*Objective a*. Reproduce the Garmin quarterly results passage below in full, word for word.
** BEGIN Passage **
The non-GAAP profit figures above exclude the effects of varying currency exchange rates. They also skip over a $4.1 million tax charge related to stock-based employee compensation and the revaluation of tax assets in Garmin's home country, Switzerland.
Garmin's marine, aviation, and outdoor departments all posted double-digit percentage growth in sales, year over year. The automotive division's sales fell 14%, in line with a negative long-term trend. In-car navigation systems have become an incredibly crowded market in recent years, and many consumers just use their smartphones instead.
Fitness sales increased by 1% in the holiday quarter as basic activity trackers are falling out of style. On the other hand, operating margin in this segment increased to 21%, up from 17% in the year-ago period, thanks to strong sales of more advanced and more profitable fitness devices. Overall, most companies and investors would be happy to trade in some stalled sales growth for much stronger profitability.
** END Passage **
** BEGIN Exercise input **
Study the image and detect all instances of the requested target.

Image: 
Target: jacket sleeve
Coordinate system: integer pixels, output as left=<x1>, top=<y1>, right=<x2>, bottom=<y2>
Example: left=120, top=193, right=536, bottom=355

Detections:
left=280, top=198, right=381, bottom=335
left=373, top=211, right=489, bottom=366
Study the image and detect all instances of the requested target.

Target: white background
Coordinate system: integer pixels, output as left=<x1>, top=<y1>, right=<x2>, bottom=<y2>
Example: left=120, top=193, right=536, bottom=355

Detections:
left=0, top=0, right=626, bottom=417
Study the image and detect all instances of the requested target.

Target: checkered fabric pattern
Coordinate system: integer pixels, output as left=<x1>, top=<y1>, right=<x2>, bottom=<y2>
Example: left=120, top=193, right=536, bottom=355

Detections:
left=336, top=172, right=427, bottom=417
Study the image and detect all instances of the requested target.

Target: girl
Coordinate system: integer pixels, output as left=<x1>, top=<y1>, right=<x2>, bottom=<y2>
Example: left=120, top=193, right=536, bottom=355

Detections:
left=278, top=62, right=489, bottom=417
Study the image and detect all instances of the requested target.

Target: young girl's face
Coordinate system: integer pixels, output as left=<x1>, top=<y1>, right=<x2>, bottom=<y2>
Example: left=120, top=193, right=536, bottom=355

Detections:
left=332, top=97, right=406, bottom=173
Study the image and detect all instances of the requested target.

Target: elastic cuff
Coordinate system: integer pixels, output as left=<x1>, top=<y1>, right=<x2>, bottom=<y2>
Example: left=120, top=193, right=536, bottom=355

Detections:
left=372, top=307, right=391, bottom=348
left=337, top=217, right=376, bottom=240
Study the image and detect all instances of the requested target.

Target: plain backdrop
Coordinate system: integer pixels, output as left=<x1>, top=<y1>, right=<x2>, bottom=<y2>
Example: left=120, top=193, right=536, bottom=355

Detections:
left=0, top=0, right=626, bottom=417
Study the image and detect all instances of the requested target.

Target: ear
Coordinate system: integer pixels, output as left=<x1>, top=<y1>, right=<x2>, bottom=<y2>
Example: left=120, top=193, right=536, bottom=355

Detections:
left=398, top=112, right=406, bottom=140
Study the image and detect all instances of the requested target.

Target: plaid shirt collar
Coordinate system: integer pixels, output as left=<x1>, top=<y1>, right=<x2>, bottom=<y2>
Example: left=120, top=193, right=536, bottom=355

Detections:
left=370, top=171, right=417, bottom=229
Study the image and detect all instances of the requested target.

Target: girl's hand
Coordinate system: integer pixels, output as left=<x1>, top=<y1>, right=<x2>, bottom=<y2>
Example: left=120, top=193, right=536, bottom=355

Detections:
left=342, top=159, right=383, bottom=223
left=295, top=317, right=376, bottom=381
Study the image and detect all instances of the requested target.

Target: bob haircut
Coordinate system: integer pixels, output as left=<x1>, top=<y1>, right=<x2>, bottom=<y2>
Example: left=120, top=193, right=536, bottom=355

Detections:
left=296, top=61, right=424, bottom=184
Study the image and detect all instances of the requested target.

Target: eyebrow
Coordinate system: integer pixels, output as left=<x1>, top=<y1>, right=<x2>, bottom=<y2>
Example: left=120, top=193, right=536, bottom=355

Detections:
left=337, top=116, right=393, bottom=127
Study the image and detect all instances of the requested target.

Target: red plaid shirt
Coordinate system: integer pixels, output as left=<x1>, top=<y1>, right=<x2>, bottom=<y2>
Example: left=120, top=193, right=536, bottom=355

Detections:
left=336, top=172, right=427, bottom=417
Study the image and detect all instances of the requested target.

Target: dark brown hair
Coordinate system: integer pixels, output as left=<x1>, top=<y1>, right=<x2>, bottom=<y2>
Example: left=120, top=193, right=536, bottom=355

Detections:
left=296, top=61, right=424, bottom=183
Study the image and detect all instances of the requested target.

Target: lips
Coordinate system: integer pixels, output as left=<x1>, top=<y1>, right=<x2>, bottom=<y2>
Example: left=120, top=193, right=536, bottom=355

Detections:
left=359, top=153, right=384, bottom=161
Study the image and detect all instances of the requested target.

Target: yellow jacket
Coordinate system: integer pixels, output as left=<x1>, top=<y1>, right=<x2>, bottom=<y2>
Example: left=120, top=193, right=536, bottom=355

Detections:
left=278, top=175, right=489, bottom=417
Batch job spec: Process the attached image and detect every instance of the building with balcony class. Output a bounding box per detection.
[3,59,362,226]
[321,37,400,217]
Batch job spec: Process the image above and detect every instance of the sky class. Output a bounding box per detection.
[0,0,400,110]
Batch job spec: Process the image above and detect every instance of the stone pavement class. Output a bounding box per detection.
** END Exercise input **
*Objective b*. Report each line of the listing above that contains the string "girl".

*Written reply a*.
The non-GAAP profit figures above exclude the effects of varying currency exchange rates. They also skip over a $4.1 million tax charge related to stock-based employee compensation and the revaluation of tax assets in Garmin's home country, Switzerland.
Garmin's marine, aviation, and outdoor departments all posted double-digit percentage growth in sales, year over year. The automotive division's sales fell 14%, in line with a negative long-term trend. In-car navigation systems have become an incredibly crowded market in recent years, and many consumers just use their smartphones instead.
Fitness sales increased by 1% in the holiday quarter as basic activity trackers are falling out of style. On the other hand, operating margin in this segment increased to 21%, up from 17% in the year-ago period, thanks to strong sales of more advanced and more profitable fitness devices. Overall, most companies and investors would be happy to trade in some stalled sales growth for much stronger profitability.

*Written reply b*.
Target: girl
Target: young girl's face
Target: girl's hand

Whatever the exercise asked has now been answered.